[Records]
■ ■ ■

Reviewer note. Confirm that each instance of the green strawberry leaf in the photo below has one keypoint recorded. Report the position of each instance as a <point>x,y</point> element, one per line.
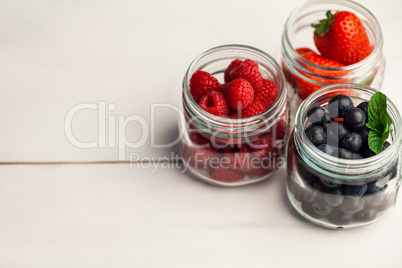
<point>379,122</point>
<point>323,27</point>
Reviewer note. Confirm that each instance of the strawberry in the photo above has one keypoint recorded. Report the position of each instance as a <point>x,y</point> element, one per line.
<point>303,87</point>
<point>342,37</point>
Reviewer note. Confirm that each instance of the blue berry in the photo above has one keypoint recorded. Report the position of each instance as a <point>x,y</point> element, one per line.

■ ■ ■

Could you write out each of the lines above exactly as they appear, leaving the picture out of your answer?

Reviewer note. Confirm that each instance of the green strawberry leaf in the photo below has one keypoint recorded. Report the position of each instance as a <point>x,y</point> element, one per line.
<point>379,122</point>
<point>323,27</point>
Reviewer note. Confirm that each instance of the strawberry in the photo above has one keypoint recorded. Report the position of each instance as a <point>x,y</point> element, one per line.
<point>303,87</point>
<point>342,37</point>
Reviewer note. Confirm that each instance of the blue berry in the photo above has one keypoint recorded. Report the position of each instance as a <point>x,y</point> element, one per line.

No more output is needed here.